What is needed is an exact copy of every line from the one with "the tree bark" to the end of the entries below, without the pictures.
-- -- --
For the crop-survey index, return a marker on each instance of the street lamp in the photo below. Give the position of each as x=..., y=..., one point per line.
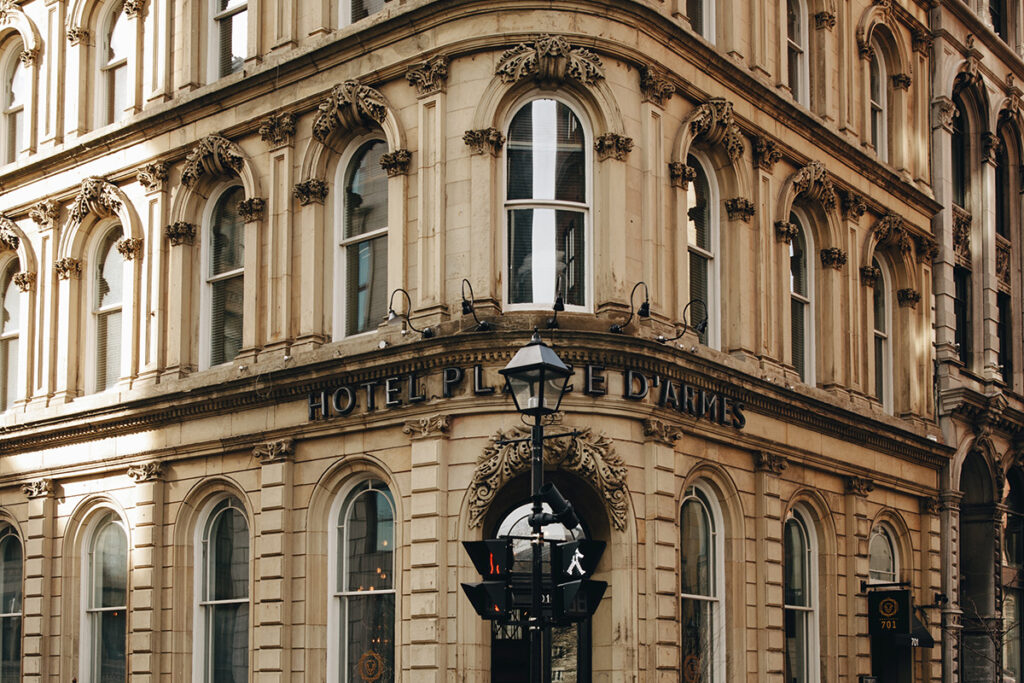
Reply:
x=537, y=379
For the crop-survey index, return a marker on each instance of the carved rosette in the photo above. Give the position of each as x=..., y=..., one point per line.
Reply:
x=143, y=472
x=274, y=452
x=252, y=209
x=396, y=163
x=214, y=156
x=428, y=77
x=434, y=426
x=550, y=59
x=349, y=105
x=180, y=232
x=308, y=191
x=739, y=208
x=484, y=140
x=587, y=455
x=833, y=257
x=68, y=267
x=612, y=145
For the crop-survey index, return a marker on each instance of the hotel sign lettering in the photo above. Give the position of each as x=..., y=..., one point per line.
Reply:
x=393, y=392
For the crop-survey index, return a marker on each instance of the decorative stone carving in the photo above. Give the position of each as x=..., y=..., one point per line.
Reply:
x=654, y=86
x=278, y=129
x=550, y=59
x=274, y=452
x=589, y=456
x=428, y=77
x=180, y=232
x=739, y=207
x=151, y=471
x=349, y=105
x=68, y=267
x=96, y=197
x=252, y=209
x=310, y=191
x=396, y=163
x=484, y=140
x=833, y=257
x=436, y=425
x=612, y=145
x=213, y=156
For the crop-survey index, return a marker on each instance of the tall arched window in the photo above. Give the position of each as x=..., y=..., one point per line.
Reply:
x=701, y=580
x=547, y=205
x=105, y=591
x=221, y=654
x=361, y=258
x=800, y=597
x=107, y=295
x=702, y=241
x=10, y=606
x=363, y=586
x=10, y=328
x=224, y=256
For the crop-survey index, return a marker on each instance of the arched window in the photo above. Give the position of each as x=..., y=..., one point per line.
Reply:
x=10, y=607
x=796, y=50
x=107, y=295
x=228, y=37
x=113, y=62
x=224, y=257
x=547, y=205
x=105, y=591
x=702, y=240
x=800, y=597
x=701, y=580
x=363, y=586
x=221, y=653
x=361, y=257
x=10, y=328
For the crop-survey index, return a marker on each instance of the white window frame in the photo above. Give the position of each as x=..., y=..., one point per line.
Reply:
x=586, y=209
x=335, y=632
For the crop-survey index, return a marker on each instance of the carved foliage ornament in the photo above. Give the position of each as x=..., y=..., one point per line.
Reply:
x=550, y=59
x=587, y=455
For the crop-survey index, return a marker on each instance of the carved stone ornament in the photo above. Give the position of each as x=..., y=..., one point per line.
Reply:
x=681, y=175
x=739, y=207
x=655, y=86
x=833, y=257
x=396, y=163
x=252, y=209
x=130, y=248
x=550, y=59
x=145, y=471
x=180, y=232
x=347, y=107
x=308, y=191
x=484, y=140
x=274, y=452
x=769, y=462
x=612, y=145
x=428, y=77
x=25, y=281
x=68, y=267
x=152, y=176
x=766, y=153
x=38, y=488
x=663, y=432
x=214, y=156
x=587, y=455
x=278, y=129
x=436, y=425
x=908, y=297
x=96, y=197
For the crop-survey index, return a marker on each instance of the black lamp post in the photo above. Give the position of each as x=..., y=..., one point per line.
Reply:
x=537, y=379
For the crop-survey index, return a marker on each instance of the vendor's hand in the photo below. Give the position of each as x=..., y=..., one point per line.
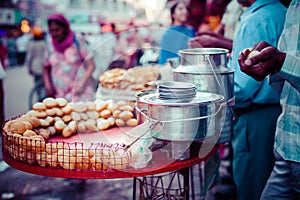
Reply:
x=268, y=61
x=50, y=92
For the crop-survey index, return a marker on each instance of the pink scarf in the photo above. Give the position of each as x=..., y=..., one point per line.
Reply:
x=69, y=39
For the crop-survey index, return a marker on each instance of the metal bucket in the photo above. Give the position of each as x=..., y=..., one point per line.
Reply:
x=207, y=69
x=192, y=120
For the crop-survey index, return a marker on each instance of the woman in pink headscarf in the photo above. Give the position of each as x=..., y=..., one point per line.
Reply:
x=68, y=68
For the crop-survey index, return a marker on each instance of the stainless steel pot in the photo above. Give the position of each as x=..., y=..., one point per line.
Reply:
x=179, y=120
x=207, y=69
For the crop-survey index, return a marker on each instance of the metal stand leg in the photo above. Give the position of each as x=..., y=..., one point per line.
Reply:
x=134, y=189
x=186, y=182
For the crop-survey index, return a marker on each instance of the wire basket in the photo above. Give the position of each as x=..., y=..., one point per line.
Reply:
x=70, y=156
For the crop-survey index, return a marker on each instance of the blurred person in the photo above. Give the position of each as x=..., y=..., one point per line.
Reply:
x=21, y=47
x=3, y=55
x=256, y=103
x=11, y=46
x=177, y=35
x=222, y=37
x=68, y=68
x=35, y=60
x=282, y=66
x=224, y=34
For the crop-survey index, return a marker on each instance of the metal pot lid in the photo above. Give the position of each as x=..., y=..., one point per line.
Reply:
x=175, y=85
x=200, y=98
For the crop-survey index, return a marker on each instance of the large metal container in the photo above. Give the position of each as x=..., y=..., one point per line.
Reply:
x=207, y=69
x=193, y=119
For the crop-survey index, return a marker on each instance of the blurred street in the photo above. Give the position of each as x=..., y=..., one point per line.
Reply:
x=15, y=184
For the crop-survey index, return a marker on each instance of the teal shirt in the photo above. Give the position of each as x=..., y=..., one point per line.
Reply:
x=262, y=21
x=287, y=136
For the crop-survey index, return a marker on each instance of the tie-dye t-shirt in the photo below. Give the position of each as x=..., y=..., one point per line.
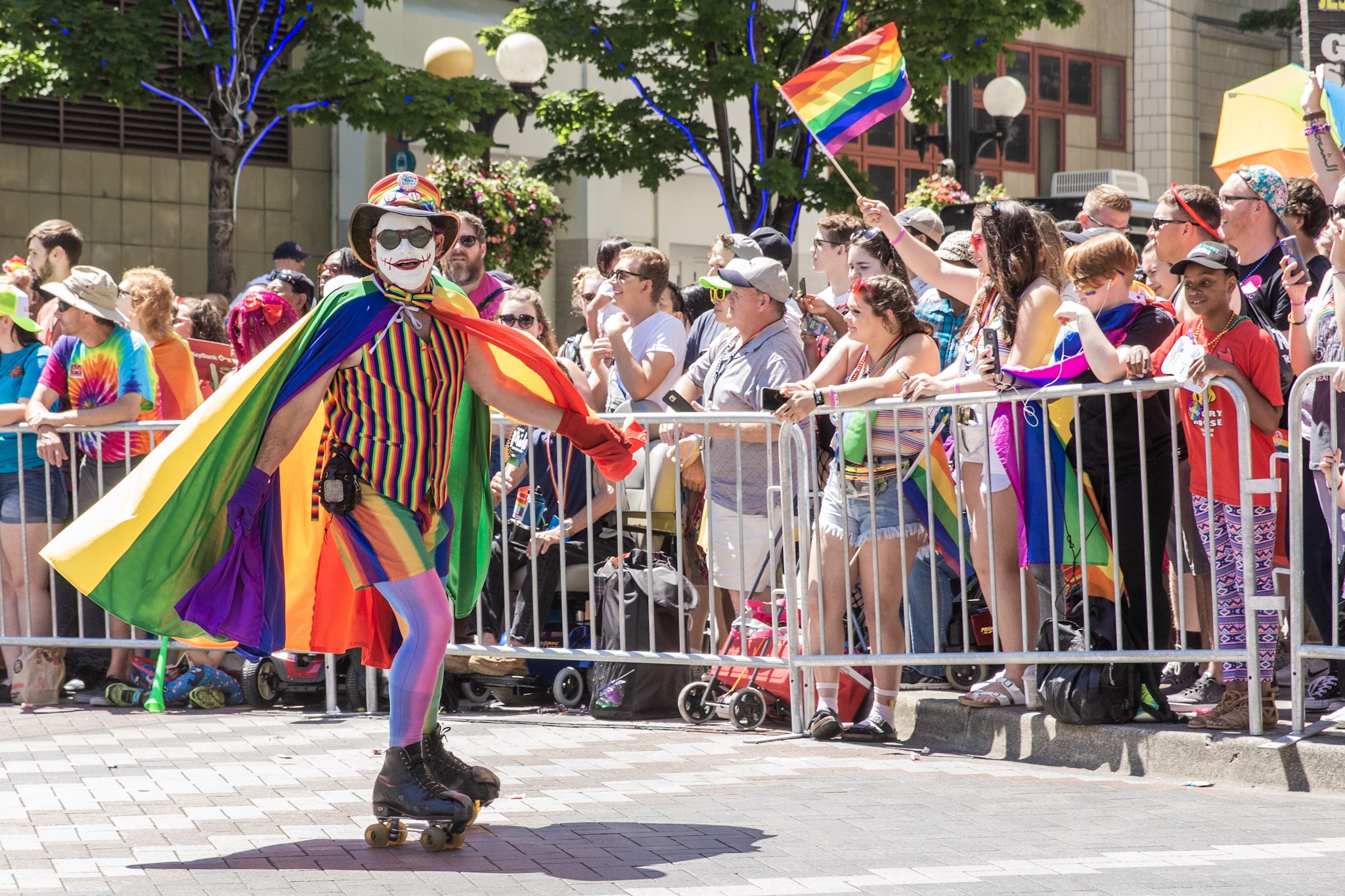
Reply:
x=99, y=377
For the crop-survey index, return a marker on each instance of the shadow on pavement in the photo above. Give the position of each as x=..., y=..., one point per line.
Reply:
x=579, y=851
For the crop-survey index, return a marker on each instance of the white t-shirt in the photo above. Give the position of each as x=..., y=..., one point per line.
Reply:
x=659, y=332
x=833, y=299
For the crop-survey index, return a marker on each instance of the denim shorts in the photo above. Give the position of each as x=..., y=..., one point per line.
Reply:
x=34, y=496
x=848, y=515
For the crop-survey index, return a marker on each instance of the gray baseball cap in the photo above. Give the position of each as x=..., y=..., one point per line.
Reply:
x=761, y=273
x=921, y=221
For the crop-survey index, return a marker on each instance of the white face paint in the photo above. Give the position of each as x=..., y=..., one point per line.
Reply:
x=404, y=267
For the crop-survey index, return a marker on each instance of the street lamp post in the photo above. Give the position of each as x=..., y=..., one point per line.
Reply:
x=521, y=61
x=1003, y=98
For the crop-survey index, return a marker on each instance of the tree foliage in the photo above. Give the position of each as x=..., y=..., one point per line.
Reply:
x=695, y=66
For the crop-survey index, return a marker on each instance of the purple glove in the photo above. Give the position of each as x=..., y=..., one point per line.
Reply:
x=248, y=500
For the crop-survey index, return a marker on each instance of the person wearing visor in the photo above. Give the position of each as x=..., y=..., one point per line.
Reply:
x=24, y=508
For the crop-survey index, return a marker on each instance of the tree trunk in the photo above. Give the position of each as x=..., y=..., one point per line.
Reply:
x=219, y=246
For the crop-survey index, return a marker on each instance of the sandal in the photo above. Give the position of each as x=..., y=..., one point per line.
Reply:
x=1007, y=694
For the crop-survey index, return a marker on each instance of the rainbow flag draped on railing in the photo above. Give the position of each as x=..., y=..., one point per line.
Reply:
x=929, y=486
x=852, y=91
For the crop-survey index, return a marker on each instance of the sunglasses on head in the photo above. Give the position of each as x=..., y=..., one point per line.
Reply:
x=418, y=237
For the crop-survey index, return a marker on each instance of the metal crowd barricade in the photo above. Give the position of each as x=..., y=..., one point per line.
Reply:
x=649, y=513
x=762, y=464
x=884, y=654
x=1300, y=651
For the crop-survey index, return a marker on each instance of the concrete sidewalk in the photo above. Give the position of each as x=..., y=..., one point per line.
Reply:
x=939, y=721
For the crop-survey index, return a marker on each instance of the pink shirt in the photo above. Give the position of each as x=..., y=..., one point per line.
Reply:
x=487, y=296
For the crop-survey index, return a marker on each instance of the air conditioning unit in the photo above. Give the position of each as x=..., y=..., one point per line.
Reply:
x=1078, y=183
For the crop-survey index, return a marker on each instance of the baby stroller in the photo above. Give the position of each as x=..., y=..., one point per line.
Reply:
x=749, y=695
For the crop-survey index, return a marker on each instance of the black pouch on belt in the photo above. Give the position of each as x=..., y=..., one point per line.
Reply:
x=341, y=484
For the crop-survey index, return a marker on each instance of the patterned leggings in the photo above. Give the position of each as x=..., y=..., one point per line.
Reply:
x=1220, y=531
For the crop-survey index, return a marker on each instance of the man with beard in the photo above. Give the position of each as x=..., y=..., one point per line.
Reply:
x=382, y=390
x=54, y=247
x=466, y=267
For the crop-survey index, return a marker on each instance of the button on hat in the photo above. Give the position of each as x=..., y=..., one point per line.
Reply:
x=764, y=274
x=89, y=289
x=921, y=221
x=1212, y=255
x=405, y=194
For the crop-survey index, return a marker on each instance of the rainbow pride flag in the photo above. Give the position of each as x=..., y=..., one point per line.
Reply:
x=853, y=89
x=929, y=486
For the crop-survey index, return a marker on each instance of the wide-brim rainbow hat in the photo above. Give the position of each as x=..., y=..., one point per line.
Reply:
x=405, y=194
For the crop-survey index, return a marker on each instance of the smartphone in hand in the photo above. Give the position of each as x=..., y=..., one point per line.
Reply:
x=990, y=337
x=772, y=399
x=677, y=403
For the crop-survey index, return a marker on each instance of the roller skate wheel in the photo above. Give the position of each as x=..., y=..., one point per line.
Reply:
x=435, y=839
x=377, y=836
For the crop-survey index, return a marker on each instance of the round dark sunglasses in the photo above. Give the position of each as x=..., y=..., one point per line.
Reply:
x=418, y=238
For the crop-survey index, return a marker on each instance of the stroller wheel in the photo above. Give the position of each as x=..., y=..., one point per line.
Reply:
x=962, y=677
x=693, y=704
x=747, y=708
x=568, y=687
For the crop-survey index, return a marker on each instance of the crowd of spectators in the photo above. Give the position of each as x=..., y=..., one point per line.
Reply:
x=902, y=308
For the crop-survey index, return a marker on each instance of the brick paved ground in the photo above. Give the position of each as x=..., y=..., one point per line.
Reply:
x=245, y=802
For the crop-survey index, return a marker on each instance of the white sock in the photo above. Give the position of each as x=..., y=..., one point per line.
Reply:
x=884, y=706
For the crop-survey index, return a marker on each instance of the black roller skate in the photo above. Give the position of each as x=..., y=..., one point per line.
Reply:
x=477, y=782
x=407, y=789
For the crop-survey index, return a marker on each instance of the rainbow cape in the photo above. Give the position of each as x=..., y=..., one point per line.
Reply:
x=852, y=91
x=1059, y=519
x=155, y=536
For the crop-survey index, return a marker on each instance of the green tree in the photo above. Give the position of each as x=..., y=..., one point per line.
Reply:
x=694, y=64
x=310, y=60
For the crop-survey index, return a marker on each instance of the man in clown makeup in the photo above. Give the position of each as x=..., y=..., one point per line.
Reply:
x=381, y=393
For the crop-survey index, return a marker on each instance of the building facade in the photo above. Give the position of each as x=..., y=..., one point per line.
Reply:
x=1136, y=85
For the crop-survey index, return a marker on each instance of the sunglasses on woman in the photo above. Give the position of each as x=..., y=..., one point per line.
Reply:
x=417, y=237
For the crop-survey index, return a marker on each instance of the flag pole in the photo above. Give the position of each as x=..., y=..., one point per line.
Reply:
x=821, y=146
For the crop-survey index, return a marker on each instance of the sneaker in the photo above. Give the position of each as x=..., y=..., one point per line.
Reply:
x=1206, y=691
x=1323, y=692
x=206, y=698
x=1147, y=706
x=1178, y=677
x=121, y=695
x=871, y=730
x=825, y=725
x=912, y=680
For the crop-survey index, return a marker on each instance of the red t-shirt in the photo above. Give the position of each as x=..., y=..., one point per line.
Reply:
x=1252, y=352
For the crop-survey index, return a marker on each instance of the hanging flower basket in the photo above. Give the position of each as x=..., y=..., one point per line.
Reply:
x=521, y=213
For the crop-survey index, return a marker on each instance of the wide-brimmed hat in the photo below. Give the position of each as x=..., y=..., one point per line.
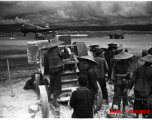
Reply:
x=53, y=43
x=112, y=44
x=119, y=48
x=94, y=45
x=147, y=58
x=123, y=55
x=87, y=58
x=99, y=50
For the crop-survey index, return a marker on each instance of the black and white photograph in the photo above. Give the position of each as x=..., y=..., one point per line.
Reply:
x=75, y=59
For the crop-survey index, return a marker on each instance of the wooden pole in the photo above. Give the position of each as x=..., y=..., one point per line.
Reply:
x=12, y=95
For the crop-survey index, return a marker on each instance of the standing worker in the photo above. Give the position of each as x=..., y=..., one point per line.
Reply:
x=100, y=70
x=121, y=75
x=142, y=79
x=110, y=54
x=55, y=59
x=82, y=100
x=90, y=72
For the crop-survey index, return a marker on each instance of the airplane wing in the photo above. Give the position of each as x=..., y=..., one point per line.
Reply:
x=50, y=29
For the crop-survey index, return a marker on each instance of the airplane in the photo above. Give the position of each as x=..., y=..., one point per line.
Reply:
x=39, y=31
x=116, y=34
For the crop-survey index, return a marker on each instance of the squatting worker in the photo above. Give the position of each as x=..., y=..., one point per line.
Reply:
x=101, y=70
x=142, y=79
x=82, y=100
x=55, y=59
x=121, y=73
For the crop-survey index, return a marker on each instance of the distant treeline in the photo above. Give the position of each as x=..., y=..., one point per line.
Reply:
x=11, y=28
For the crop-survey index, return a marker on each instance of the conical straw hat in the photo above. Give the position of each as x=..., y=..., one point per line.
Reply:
x=88, y=58
x=123, y=55
x=147, y=58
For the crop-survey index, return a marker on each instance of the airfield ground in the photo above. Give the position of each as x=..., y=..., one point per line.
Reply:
x=15, y=52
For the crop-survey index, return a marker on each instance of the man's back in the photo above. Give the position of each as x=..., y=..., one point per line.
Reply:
x=82, y=103
x=101, y=68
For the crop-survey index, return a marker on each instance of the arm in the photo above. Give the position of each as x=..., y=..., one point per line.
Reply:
x=72, y=101
x=106, y=65
x=132, y=81
x=63, y=54
x=93, y=80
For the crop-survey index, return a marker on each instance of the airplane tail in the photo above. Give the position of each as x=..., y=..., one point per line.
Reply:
x=47, y=26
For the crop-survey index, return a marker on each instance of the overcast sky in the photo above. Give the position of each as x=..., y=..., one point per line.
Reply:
x=76, y=12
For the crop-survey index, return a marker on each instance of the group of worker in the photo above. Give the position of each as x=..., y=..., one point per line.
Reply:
x=116, y=61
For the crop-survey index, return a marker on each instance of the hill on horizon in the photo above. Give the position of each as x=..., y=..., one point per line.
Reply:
x=11, y=28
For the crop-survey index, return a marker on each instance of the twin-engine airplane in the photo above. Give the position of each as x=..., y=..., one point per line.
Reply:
x=39, y=31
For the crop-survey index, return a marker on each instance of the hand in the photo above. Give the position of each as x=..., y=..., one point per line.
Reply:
x=125, y=91
x=72, y=90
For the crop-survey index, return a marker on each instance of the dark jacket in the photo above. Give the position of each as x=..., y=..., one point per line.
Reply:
x=82, y=103
x=142, y=78
x=101, y=68
x=92, y=80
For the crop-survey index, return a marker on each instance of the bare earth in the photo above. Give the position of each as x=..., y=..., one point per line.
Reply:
x=15, y=52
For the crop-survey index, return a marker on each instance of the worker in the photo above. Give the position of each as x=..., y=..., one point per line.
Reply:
x=101, y=70
x=82, y=100
x=93, y=48
x=142, y=79
x=121, y=74
x=90, y=72
x=55, y=60
x=110, y=54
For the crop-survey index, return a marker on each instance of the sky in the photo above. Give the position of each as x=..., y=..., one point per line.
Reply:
x=76, y=13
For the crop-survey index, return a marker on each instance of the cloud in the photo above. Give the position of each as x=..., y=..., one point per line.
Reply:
x=76, y=12
x=17, y=20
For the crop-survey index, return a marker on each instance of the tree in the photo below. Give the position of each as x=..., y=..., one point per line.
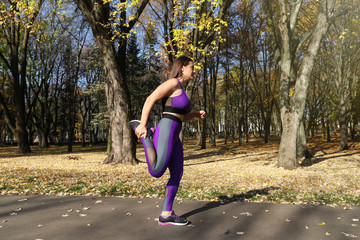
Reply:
x=17, y=24
x=110, y=33
x=294, y=80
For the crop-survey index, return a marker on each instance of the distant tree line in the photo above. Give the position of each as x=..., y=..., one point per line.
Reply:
x=80, y=70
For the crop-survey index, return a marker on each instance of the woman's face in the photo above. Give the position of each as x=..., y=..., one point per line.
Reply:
x=188, y=71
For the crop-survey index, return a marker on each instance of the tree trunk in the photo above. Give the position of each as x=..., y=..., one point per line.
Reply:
x=343, y=121
x=97, y=14
x=295, y=111
x=287, y=149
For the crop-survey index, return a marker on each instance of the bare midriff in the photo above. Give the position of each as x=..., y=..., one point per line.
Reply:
x=180, y=116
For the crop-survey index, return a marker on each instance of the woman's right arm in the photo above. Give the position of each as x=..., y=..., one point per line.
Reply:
x=163, y=90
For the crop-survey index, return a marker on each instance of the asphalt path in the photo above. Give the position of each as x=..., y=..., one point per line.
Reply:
x=57, y=217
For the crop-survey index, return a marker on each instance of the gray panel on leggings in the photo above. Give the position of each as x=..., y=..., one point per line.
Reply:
x=163, y=142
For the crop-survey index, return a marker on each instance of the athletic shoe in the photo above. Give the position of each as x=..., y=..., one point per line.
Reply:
x=134, y=123
x=173, y=219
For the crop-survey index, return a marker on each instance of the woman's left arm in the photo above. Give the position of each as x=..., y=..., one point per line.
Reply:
x=199, y=114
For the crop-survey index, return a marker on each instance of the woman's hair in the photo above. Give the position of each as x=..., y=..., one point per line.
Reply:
x=177, y=66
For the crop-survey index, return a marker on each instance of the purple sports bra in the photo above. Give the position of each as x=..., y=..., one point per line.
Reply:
x=179, y=104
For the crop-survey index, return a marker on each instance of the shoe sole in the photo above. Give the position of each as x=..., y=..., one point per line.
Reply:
x=172, y=223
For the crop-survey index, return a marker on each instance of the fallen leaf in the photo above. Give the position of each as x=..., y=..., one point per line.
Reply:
x=349, y=235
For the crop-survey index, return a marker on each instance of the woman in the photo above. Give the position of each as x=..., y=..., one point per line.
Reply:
x=165, y=151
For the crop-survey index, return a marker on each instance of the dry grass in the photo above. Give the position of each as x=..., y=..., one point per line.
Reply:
x=226, y=173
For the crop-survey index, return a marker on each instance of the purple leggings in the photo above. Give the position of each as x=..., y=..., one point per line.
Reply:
x=166, y=151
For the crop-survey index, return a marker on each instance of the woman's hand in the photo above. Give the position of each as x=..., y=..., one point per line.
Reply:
x=141, y=131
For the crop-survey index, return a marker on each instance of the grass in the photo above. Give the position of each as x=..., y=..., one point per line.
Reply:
x=223, y=173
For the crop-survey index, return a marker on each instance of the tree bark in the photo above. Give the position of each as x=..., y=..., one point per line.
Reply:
x=117, y=94
x=295, y=110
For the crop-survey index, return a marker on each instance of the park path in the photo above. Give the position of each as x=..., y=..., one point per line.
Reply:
x=66, y=218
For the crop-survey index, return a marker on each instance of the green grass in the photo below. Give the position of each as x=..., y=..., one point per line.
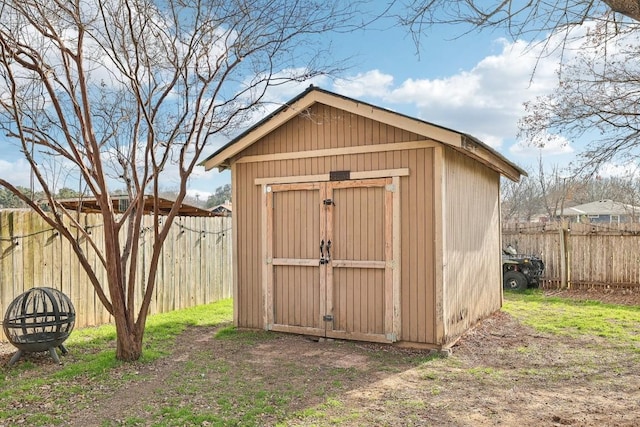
-- -- --
* [REPLY TO THE EXERCISE]:
For the crop-survey index, return a marker on each instance of the tree bark in the photo above. Give the position of each as x=..., y=..., one point per line.
Reply:
x=117, y=94
x=295, y=110
For the crop-survey index, return a marker on each instance of the park path in the photo above. Give the position of each as x=..., y=..., one point per line.
Reply:
x=66, y=218
For the crop-survey index, return a marker on each instance of the green grass in the photo below. Give the position of each as x=..., y=..., one point per line.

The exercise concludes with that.